**Records for the exercise:**
=== Begin Enclosure ===

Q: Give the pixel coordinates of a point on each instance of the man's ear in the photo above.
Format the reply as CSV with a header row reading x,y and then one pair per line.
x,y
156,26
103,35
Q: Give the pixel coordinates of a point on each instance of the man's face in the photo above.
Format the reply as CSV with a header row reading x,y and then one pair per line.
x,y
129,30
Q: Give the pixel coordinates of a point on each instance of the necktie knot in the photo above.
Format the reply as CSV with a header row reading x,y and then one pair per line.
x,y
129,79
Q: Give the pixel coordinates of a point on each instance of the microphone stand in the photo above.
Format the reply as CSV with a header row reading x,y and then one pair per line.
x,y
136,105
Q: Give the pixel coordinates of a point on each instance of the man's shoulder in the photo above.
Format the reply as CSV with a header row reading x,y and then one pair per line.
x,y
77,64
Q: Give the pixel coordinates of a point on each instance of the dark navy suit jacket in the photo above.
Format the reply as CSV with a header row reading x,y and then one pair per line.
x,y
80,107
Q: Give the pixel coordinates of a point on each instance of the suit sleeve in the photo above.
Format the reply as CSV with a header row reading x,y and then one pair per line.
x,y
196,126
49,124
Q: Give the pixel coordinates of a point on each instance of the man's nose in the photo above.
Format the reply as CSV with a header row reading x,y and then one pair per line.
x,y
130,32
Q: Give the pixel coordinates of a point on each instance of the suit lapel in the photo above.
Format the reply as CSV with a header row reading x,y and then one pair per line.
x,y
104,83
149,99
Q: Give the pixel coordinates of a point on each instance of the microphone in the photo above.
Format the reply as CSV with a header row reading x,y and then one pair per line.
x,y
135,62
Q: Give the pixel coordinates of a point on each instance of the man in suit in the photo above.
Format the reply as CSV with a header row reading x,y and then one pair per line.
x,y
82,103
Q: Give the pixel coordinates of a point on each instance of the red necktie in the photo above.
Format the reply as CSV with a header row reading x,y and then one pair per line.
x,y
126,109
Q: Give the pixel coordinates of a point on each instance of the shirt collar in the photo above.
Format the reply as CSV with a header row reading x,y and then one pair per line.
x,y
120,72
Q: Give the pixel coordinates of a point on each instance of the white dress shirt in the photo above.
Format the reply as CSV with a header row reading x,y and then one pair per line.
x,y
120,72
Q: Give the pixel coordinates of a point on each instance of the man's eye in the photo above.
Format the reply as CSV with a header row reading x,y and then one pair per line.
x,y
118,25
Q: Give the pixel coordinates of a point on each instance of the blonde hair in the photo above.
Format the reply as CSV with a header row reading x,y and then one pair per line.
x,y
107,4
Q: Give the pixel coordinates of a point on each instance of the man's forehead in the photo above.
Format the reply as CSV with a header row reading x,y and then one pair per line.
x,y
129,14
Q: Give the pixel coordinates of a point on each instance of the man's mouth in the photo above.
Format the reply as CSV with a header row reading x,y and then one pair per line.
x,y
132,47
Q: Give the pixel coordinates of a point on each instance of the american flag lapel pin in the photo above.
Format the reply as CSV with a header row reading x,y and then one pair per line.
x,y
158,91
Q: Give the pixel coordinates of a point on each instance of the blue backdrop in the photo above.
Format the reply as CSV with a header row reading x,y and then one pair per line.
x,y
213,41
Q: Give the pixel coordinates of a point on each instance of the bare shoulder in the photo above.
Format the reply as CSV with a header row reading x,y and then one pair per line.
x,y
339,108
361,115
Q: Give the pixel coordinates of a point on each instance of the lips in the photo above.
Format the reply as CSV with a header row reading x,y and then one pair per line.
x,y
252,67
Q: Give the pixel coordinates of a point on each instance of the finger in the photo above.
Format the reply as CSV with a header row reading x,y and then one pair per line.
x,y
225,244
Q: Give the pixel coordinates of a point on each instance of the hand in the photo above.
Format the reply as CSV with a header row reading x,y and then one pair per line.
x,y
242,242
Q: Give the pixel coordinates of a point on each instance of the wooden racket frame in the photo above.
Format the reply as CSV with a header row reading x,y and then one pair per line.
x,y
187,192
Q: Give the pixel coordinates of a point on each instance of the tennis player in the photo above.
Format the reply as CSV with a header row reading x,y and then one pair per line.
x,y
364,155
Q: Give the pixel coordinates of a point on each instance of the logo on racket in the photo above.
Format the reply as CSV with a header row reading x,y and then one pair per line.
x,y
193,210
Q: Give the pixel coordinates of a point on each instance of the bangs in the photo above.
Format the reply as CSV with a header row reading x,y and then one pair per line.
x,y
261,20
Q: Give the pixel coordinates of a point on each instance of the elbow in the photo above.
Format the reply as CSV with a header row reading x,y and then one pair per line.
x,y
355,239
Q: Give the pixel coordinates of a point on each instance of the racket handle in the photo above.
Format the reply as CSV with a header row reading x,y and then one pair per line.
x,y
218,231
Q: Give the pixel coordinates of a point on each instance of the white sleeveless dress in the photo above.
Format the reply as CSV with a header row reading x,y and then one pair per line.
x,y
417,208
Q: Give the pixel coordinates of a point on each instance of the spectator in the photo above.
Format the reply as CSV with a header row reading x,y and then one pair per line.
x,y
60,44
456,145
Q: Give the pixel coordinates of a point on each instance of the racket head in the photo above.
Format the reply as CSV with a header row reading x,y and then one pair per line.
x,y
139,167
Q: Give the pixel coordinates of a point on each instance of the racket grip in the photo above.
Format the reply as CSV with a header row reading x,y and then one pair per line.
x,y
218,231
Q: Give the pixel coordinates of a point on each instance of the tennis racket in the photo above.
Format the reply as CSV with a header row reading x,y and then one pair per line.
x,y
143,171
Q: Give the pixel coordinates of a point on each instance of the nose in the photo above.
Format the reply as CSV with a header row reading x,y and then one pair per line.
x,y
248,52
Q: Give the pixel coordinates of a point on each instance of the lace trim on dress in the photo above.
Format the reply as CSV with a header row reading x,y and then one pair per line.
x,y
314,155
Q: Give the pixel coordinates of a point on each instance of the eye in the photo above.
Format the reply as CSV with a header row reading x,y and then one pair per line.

=== End Enclosure ===
=== Begin Enclosure ===

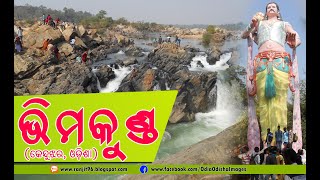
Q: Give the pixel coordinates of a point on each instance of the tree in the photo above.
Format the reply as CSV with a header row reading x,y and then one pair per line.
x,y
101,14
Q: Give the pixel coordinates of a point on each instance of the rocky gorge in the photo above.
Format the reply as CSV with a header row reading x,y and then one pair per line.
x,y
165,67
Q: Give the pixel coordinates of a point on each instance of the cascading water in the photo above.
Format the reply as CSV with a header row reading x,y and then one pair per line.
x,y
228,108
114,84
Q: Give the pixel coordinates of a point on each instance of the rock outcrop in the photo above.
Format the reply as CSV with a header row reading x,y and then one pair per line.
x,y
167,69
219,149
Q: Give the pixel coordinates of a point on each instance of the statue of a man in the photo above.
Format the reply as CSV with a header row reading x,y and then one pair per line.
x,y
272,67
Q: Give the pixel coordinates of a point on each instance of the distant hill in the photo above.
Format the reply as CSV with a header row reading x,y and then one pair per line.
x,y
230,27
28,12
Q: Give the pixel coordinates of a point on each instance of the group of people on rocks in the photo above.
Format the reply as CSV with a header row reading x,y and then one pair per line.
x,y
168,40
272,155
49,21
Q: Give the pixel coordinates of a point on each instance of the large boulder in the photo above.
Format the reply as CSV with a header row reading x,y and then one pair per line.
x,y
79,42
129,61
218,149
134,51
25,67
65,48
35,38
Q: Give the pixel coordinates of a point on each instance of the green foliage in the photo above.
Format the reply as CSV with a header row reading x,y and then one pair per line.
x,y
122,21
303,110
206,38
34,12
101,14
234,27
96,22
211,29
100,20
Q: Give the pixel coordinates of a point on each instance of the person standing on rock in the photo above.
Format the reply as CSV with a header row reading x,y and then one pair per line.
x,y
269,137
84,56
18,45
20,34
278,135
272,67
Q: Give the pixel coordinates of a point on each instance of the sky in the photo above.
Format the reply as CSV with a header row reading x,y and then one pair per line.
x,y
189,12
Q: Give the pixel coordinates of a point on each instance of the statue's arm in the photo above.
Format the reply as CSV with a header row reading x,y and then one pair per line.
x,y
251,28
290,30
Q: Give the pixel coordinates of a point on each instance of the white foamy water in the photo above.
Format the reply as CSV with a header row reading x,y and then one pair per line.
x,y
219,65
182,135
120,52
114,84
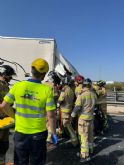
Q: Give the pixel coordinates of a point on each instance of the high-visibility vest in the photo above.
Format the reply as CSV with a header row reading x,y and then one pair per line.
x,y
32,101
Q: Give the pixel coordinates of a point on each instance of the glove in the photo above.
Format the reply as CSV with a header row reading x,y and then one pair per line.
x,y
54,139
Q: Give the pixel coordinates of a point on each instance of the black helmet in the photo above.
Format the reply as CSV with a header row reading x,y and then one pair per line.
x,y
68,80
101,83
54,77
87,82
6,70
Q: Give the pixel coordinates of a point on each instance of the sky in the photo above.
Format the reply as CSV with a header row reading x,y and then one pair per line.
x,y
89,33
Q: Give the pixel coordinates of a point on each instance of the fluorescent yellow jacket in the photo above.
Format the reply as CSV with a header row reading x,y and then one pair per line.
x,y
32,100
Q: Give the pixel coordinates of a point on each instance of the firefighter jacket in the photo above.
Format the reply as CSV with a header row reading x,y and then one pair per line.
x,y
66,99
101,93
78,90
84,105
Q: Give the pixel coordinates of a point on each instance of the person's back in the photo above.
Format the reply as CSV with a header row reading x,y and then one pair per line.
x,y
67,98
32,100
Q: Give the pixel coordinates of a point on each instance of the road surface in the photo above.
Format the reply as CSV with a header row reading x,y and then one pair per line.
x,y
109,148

=== End Enclosure ===

**Work request:** Repeat word for word the lines above that run from the line containing "knot in the photo above." through the line containing "stand in the photo above.", both ends included, and nothing else.

**Output for this task:**
Q: Give the pixel coordinates of a point on each instance of the necktie knot in the photo above.
Format the reply as CSV with a header row reading x,y and then one pair per line.
x,y
129,79
Q: Give the pixel coordinates of a point on each instance of the microphone stand in the photo above.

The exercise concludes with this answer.